Stored entries:

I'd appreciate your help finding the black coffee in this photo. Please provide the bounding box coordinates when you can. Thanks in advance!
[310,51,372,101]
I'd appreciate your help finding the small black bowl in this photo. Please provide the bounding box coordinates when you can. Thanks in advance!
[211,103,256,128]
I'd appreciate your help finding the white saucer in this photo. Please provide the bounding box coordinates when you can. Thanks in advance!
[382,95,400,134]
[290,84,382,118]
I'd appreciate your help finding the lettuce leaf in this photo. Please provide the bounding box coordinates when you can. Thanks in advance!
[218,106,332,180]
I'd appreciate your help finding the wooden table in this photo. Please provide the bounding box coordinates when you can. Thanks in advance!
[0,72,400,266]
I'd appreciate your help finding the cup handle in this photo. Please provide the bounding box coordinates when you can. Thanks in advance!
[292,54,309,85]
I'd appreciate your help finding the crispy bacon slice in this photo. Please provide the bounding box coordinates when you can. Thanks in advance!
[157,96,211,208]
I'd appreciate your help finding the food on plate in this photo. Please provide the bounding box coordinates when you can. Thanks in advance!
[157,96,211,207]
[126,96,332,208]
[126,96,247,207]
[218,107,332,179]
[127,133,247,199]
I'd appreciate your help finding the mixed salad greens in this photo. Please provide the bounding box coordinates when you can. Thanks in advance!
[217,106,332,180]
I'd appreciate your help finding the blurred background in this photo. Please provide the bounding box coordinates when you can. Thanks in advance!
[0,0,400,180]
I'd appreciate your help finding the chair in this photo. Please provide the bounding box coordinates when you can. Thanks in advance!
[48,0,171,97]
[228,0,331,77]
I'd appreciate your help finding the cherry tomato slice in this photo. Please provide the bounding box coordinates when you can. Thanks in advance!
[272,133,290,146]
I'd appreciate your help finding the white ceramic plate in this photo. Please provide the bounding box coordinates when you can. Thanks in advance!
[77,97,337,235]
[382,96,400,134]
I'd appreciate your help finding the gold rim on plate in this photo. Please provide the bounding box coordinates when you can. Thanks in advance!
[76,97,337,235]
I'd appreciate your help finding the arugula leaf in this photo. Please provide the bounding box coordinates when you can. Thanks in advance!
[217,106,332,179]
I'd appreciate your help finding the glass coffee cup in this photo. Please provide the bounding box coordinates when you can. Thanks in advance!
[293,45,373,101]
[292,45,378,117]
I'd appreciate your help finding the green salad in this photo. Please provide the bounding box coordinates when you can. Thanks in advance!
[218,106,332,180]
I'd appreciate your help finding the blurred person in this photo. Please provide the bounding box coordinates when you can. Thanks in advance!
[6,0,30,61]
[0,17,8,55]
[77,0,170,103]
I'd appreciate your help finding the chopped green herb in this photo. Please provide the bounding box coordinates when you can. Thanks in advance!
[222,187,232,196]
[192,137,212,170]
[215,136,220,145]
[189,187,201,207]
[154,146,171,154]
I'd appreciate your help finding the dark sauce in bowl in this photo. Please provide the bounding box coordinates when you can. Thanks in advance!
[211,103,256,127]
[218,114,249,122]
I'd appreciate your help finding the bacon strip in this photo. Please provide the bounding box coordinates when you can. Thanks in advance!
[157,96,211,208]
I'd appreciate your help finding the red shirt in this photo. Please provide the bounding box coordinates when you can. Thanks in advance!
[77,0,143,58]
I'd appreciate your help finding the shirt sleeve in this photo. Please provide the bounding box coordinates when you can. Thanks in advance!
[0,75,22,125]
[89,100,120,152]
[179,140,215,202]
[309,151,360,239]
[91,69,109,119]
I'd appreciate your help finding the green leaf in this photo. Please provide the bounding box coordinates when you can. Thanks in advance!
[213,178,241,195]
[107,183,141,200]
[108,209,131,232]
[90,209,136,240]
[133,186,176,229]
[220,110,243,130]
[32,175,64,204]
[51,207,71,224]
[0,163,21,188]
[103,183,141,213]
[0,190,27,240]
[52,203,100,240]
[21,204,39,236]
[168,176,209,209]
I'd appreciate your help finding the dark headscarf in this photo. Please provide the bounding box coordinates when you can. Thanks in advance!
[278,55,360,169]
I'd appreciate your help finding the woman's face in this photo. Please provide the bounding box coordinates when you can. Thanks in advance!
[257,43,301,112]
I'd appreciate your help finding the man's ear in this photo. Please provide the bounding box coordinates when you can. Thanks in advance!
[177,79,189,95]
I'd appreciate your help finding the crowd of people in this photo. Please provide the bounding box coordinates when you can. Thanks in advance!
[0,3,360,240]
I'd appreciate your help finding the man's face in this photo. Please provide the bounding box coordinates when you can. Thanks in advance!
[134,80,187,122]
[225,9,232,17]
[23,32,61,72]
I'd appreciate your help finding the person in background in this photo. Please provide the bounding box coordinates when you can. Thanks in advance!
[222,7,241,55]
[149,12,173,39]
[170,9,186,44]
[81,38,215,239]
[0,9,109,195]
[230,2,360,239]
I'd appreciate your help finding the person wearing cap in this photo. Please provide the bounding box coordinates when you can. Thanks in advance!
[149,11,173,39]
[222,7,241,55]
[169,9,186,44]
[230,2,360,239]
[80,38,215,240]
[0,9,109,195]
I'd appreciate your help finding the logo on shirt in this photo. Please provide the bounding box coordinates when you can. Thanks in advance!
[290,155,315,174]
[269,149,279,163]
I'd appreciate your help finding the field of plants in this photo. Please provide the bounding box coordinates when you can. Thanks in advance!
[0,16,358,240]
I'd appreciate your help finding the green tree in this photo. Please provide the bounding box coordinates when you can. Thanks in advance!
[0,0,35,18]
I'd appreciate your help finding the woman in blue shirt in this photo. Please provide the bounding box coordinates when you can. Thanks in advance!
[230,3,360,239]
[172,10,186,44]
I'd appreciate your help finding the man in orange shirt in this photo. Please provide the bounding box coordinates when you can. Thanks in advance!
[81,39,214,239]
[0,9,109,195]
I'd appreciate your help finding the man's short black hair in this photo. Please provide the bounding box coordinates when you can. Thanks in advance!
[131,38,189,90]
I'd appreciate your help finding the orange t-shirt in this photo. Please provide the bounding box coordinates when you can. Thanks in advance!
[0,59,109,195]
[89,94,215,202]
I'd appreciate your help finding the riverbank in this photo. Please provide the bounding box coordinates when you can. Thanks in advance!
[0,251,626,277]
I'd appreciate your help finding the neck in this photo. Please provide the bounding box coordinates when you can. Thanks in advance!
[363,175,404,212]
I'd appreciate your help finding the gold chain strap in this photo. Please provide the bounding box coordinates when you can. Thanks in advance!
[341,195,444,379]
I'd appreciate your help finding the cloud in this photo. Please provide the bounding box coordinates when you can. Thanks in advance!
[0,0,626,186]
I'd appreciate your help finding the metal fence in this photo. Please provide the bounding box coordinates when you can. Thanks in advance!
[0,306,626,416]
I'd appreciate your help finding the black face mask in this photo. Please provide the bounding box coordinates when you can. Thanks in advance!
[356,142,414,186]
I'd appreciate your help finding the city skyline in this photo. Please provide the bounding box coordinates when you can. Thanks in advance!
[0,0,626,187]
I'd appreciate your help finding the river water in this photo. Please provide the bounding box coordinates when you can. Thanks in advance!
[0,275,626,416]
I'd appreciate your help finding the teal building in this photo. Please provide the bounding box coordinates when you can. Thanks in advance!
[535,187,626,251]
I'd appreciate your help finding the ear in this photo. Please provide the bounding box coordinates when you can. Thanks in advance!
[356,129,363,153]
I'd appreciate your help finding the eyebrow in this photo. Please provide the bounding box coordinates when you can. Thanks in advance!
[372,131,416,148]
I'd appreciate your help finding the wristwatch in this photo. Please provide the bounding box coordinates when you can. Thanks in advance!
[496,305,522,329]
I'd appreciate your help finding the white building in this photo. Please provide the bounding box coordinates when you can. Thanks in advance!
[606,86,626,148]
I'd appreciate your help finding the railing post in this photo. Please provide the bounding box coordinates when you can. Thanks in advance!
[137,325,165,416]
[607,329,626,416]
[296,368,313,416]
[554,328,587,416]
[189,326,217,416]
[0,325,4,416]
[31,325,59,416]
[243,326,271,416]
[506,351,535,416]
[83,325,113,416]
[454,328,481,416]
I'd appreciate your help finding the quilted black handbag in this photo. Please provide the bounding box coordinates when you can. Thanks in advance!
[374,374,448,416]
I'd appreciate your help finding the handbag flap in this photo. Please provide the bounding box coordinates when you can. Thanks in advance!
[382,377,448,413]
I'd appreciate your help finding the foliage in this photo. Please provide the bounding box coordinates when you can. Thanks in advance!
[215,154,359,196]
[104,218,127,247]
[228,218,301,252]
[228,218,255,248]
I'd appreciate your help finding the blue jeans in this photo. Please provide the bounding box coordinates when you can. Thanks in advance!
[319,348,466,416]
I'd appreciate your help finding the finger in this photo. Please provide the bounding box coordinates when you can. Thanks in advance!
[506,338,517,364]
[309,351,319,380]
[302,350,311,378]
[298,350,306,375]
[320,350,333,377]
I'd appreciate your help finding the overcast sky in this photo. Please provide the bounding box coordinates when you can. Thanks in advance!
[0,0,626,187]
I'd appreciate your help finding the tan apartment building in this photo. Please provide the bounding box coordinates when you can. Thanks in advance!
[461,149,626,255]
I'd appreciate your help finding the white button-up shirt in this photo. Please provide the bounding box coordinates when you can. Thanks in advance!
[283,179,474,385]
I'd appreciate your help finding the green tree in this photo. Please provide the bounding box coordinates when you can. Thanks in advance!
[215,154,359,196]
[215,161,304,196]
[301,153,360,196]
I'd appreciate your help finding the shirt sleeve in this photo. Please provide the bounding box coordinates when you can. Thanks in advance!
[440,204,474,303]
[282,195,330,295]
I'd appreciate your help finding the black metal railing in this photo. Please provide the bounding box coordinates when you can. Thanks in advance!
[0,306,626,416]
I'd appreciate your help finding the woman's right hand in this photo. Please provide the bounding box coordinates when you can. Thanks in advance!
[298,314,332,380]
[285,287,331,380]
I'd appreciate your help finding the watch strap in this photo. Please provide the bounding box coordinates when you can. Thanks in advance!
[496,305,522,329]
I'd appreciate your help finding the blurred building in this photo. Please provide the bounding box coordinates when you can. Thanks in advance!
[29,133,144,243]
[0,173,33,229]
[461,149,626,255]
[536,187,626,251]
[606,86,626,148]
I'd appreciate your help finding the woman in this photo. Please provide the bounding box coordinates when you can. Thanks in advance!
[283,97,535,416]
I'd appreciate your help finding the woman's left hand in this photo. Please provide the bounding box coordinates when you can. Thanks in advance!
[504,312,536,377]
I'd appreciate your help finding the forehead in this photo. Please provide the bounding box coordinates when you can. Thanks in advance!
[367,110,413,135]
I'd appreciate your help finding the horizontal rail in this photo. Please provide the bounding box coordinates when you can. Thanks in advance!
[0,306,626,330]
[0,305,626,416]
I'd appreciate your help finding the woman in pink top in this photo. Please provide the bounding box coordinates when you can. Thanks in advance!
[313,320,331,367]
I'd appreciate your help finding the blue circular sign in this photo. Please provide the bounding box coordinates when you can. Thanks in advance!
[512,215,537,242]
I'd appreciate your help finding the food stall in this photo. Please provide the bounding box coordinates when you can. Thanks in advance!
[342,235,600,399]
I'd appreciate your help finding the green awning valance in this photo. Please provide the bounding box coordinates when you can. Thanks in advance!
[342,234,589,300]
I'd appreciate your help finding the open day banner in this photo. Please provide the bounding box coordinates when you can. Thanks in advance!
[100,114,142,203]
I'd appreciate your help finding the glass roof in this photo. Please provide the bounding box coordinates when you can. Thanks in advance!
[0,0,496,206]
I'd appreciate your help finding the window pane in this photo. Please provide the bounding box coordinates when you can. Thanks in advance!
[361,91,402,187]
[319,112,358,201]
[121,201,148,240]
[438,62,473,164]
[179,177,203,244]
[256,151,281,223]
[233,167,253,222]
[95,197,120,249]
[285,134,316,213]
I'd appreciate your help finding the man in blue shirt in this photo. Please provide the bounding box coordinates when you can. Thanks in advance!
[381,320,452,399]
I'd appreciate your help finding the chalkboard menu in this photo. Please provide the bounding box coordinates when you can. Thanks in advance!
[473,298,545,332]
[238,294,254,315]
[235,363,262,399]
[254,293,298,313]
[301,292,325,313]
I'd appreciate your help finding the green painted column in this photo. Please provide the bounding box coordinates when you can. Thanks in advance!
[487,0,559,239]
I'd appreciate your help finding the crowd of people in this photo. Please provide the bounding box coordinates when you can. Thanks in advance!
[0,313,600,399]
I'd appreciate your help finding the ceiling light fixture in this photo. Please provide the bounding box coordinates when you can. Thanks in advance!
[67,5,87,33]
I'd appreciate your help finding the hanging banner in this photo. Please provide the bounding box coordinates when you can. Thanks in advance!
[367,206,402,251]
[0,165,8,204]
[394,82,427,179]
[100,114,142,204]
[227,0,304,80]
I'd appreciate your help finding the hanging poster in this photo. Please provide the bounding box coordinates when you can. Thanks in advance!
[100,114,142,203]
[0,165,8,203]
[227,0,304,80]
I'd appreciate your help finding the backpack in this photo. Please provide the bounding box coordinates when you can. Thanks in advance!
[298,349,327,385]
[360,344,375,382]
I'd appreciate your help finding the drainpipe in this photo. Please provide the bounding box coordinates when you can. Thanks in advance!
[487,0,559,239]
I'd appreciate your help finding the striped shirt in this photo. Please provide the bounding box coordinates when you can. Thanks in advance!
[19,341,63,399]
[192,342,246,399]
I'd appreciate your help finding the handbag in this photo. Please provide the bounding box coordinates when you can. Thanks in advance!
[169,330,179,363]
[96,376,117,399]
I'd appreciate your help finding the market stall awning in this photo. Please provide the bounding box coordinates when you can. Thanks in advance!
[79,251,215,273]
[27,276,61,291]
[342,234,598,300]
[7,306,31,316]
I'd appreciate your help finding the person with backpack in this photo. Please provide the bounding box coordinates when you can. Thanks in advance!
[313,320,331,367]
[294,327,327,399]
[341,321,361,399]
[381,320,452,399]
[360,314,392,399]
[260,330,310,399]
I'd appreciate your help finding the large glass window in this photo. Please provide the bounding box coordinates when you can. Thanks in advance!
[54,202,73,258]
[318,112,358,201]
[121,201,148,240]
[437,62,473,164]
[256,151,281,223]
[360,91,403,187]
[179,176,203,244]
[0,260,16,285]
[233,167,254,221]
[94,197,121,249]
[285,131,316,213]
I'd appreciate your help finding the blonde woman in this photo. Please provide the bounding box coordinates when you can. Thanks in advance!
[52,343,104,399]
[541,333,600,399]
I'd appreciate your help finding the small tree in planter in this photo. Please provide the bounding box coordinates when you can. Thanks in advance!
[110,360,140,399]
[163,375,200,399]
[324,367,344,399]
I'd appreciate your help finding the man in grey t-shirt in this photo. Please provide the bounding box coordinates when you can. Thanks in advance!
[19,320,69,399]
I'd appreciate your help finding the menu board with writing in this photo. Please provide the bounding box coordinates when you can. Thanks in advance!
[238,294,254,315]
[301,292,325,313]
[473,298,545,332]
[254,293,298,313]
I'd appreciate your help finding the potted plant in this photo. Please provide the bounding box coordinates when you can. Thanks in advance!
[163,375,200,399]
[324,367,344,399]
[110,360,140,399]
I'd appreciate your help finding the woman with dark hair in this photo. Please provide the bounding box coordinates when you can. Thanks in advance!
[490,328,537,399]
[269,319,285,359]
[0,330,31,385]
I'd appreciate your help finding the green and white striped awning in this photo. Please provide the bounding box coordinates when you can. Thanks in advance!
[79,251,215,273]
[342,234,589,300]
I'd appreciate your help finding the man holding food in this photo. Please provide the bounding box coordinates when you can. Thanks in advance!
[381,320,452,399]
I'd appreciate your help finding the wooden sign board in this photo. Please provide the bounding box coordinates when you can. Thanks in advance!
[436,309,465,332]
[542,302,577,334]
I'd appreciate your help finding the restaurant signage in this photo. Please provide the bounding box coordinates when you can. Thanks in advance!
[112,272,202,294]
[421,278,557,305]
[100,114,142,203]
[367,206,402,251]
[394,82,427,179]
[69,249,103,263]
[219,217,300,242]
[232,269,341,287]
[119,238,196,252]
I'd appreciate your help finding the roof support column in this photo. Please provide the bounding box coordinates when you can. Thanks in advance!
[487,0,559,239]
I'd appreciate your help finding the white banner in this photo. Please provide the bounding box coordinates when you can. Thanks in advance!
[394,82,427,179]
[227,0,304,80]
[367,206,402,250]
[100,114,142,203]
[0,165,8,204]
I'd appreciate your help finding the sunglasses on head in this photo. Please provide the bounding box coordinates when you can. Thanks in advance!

**TASK TO CARRY OUT**
Copy out the records word for word, starting at the very beginning and going on through the line containing "[310,51,372,101]", with that line included.

**SOLUTION FOR THIS EXERCISE**
I'd appreciate your help finding the black coffee in this photo. Please provide the bounding box coordinates when you can. Thanks in advance!
[310,51,372,101]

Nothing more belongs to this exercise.